» **To be done**
1) Copy from the Eyre Peninsula travel text, word for word, the passage from "Our original plan" to "friendlier they get.".
2) Using the Eyre Peninsula travel text, answer yes or no to each statement below and quote the words from the text that settle it. (a) The Sea Lion tours in Baird Bay ran that week. (b) A permit and key for Whalers Way are picked up at the visitors center. (c) Rock pools were found at Greenly Beach.
3) Carry on writing the Eyre Peninsula travel text, starting right after its last sentence.

» **Source extract**
==========
The Eyre Peninsula is a spectacularly beautiful place bordered on the east by Spencer Gulf, the west by the Great Australian Bight, and the north by the Gawler Ranges. There are three reasons that the Eyre Peninsula was on our bucket list for this trip: 1) explore the rock pools, 2) swim with Australia’s endangered Sea Lions, and 3) cage dive with Great White Sharks. To our pretty huge disappointment, a stretch of bad weather and high surf that hit just as we arrived made all but 1 of these activities impossible. Next time!
Our original plan had been to stay in Baird Bay and swim with the Sea Lions there because we had heard that it was the best. Unfortunately all the Sea Lion tours were canceled that week in Baird Bay, so we decided to drive further south to Port Lincoln and try our luck there. In Port Lincoln we were able to find one company that was still running tours despite the weather- Calypso Star Charters. We booked with them, and never looked back. Snorkeling with Seal Lions was probably THE highlight of the trip. They are so curious, and the goofier you are with them, the friendlier they get.
Before we left Eyre we tried our luck with the rock pools at Whalers Way (you need to pick up a permit and key at the visitors center), and Greenly Beach, but the surf was too high and there were no pools to be found at either location. Both areas were beautiful though!
==========
» **Given records**

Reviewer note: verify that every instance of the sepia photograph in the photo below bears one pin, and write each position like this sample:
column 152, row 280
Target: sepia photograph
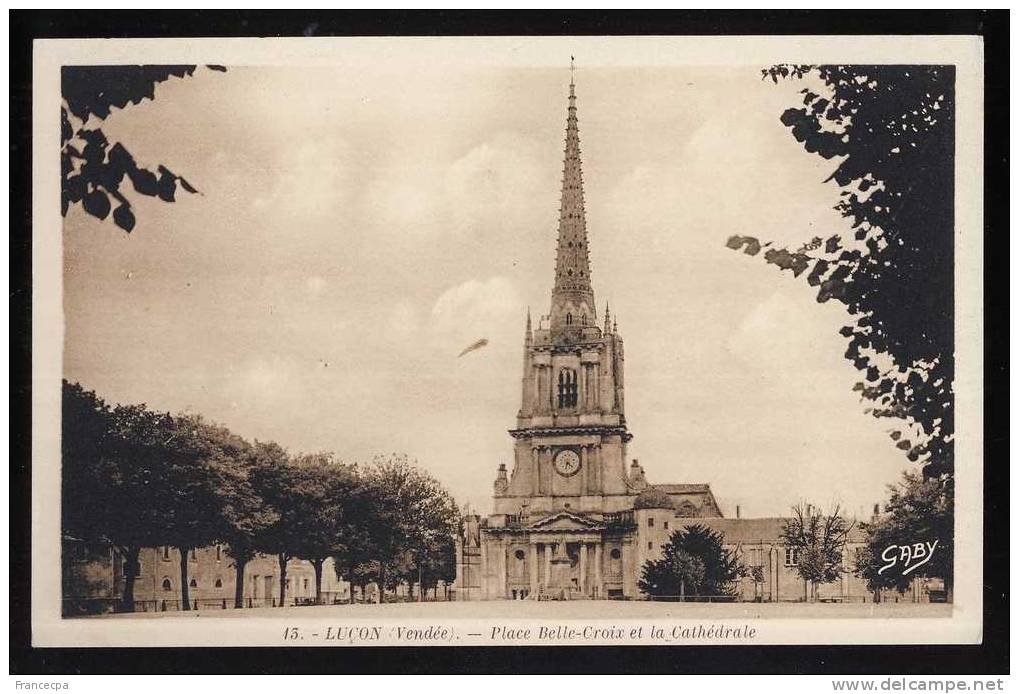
column 507, row 340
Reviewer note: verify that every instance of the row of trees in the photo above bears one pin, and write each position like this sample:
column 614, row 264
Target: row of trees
column 696, row 563
column 137, row 478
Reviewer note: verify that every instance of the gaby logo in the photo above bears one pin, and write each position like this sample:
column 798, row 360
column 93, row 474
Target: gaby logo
column 911, row 556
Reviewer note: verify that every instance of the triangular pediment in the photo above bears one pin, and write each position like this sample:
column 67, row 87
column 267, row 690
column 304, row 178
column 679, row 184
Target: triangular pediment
column 564, row 520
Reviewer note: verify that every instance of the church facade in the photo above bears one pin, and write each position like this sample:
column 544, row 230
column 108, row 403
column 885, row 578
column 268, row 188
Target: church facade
column 566, row 519
column 573, row 520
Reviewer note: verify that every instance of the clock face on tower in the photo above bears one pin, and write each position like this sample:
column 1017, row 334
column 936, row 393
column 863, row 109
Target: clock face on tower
column 567, row 463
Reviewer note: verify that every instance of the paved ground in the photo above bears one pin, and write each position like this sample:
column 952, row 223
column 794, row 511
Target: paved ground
column 579, row 609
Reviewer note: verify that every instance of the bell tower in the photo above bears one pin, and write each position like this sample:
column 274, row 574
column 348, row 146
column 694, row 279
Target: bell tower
column 571, row 433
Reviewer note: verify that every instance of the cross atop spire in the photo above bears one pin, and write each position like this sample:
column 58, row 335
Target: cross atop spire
column 573, row 298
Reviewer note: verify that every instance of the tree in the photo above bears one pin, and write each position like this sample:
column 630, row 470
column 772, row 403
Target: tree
column 249, row 517
column 694, row 562
column 111, row 474
column 892, row 130
column 411, row 516
column 205, row 493
column 319, row 493
column 354, row 552
column 918, row 510
column 818, row 541
column 273, row 477
column 93, row 170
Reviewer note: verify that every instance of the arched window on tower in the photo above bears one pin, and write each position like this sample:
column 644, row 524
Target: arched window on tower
column 568, row 388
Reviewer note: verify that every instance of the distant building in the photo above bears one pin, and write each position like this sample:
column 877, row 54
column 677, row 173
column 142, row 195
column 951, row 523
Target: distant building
column 571, row 520
column 94, row 580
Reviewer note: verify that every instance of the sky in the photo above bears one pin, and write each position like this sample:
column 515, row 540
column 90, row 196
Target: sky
column 356, row 229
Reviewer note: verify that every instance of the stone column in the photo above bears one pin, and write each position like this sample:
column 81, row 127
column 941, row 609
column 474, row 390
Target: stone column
column 629, row 579
column 536, row 472
column 583, row 569
column 533, row 567
column 483, row 569
column 582, row 388
column 504, row 573
column 585, row 469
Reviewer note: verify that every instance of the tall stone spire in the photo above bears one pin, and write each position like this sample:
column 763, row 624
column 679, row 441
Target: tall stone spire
column 573, row 296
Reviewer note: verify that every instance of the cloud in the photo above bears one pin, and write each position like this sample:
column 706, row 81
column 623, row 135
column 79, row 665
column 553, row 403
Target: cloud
column 311, row 181
column 476, row 309
column 499, row 181
column 315, row 285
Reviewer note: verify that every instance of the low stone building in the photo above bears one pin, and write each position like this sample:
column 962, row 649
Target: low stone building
column 94, row 580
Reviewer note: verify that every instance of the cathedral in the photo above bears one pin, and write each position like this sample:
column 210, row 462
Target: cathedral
column 566, row 522
column 573, row 520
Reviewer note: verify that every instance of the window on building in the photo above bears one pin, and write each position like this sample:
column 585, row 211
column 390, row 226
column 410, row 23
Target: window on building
column 568, row 388
column 136, row 569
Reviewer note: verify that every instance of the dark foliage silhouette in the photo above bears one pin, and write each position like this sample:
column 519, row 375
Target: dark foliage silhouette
column 92, row 168
column 891, row 128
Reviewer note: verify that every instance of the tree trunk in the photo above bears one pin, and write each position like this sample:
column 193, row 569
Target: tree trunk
column 184, row 592
column 130, row 558
column 283, row 558
column 238, row 585
column 317, row 566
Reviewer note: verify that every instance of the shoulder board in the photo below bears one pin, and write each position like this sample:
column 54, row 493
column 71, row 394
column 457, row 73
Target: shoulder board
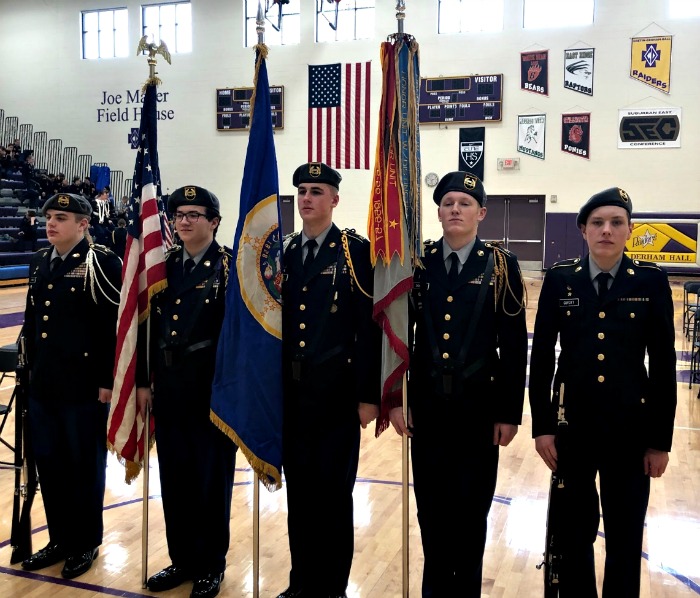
column 352, row 234
column 643, row 264
column 287, row 239
column 570, row 262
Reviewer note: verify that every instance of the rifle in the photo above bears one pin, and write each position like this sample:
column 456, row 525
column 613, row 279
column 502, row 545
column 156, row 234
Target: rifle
column 555, row 515
column 25, row 465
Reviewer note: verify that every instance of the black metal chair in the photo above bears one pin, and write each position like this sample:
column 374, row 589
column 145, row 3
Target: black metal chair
column 691, row 305
column 8, row 366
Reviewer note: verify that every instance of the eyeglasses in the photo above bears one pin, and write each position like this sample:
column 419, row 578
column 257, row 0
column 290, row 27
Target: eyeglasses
column 189, row 216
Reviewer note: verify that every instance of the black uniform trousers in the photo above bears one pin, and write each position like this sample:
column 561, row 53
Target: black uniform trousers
column 320, row 471
column 70, row 445
column 624, row 496
column 453, row 505
column 197, row 463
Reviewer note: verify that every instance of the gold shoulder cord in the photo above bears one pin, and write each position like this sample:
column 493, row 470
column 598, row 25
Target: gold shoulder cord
column 502, row 284
column 346, row 250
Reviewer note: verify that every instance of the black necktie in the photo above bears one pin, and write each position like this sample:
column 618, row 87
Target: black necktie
column 602, row 279
column 454, row 269
column 309, row 259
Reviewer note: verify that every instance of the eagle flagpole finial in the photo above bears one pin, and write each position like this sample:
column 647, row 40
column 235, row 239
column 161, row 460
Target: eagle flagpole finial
column 152, row 50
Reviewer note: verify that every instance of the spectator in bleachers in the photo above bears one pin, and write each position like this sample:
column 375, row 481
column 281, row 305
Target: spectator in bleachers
column 28, row 231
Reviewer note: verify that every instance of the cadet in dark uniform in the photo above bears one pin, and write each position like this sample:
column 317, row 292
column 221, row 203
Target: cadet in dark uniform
column 331, row 364
column 70, row 327
column 620, row 413
column 466, row 385
column 196, row 460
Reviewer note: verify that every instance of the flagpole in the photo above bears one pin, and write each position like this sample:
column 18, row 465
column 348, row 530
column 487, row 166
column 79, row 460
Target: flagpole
column 260, row 29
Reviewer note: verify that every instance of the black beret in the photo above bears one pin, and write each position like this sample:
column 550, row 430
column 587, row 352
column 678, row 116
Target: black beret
column 466, row 182
column 610, row 197
column 67, row 202
column 191, row 195
column 316, row 172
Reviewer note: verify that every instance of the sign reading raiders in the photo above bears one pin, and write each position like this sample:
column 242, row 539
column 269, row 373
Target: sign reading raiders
column 649, row 128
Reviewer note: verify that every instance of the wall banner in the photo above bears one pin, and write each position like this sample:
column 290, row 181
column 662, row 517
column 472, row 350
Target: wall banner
column 578, row 70
column 531, row 133
column 646, row 128
column 534, row 72
column 651, row 61
column 576, row 134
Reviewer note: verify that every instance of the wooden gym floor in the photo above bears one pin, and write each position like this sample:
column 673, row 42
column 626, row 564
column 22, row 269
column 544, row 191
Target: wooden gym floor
column 670, row 563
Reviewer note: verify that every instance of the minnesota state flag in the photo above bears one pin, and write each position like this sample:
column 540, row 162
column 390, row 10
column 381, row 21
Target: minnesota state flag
column 246, row 401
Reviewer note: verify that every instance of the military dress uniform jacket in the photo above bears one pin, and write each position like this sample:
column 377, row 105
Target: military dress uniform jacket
column 607, row 388
column 70, row 323
column 185, row 324
column 496, row 359
column 331, row 345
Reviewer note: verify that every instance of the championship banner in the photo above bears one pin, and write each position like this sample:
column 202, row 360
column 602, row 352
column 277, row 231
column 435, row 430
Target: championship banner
column 531, row 132
column 471, row 150
column 578, row 70
column 651, row 61
column 649, row 128
column 664, row 242
column 534, row 72
column 576, row 134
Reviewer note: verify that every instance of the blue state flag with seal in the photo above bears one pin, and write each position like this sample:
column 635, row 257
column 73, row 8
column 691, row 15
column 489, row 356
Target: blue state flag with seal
column 246, row 402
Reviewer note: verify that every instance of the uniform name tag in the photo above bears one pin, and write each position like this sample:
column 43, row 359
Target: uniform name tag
column 568, row 302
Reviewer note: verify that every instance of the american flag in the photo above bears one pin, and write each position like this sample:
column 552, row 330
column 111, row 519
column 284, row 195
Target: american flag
column 339, row 105
column 143, row 275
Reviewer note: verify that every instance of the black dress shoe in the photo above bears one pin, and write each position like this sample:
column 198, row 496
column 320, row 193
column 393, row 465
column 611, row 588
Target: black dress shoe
column 291, row 593
column 168, row 578
column 47, row 556
column 78, row 564
column 207, row 587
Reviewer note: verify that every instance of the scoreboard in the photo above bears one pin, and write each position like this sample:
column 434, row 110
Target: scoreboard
column 475, row 98
column 233, row 108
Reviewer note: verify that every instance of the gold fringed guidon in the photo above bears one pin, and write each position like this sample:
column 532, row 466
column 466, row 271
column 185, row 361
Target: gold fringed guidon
column 266, row 472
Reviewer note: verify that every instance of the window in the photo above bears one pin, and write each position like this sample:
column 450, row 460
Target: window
column 683, row 9
column 171, row 23
column 470, row 16
column 282, row 31
column 342, row 21
column 105, row 33
column 541, row 14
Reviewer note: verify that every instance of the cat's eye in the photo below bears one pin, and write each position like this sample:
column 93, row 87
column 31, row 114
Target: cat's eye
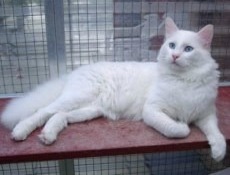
==========
» **Answers for the exercise**
1)
Our original plan had been to stay in Baird Bay and swim with the Sea Lions there because we had heard that it was the best. Unfortunately all the Sea Lion tours were canceled that week in Baird Bay, so we decided to drive further south to Port Lincoln and try our luck there. In Port Lincoln we were able to find one company that was still running tours despite the weather- Calypso Star Charters. We booked with them, and never looked back. Snorkeling with Seal Lions was probably THE highlight of the trip. They are so curious, and the goofier you are with them, the friendlier they get.

2)
(a) No: "Unfortunately all the Sea Lion tours were canceled that week in Baird Bay"
(b) Yes: "you need to pick up a permit and key at the visitors center"
(c) No: "there were no pools to be found at either location"

3)
THE GREAT OCEAN ROAD
Twisting and turning its way along the southwest coast of Victoria for 151 miles, The Great Ocean Road is one of the worlds most iconic stretches of coastline. Every pullout offers a new breathtaking ocean view, often with an interesting arch or sea stack jetting out of the water into the horizon. It doesn’t matter how many photos you have seen of The Great Ocean Road – nothing can really prepare you for its beauty. That being said, unlike the vast majority of destinations proceeding this one, you will not be alone. Not even close. Depending on the time of day, you might be sharing the views with hundreds of other people! The best way to avoid the crowds is to arrive at the most popular lookouts for sunrise – before all the tour buses arrive from Melbourne.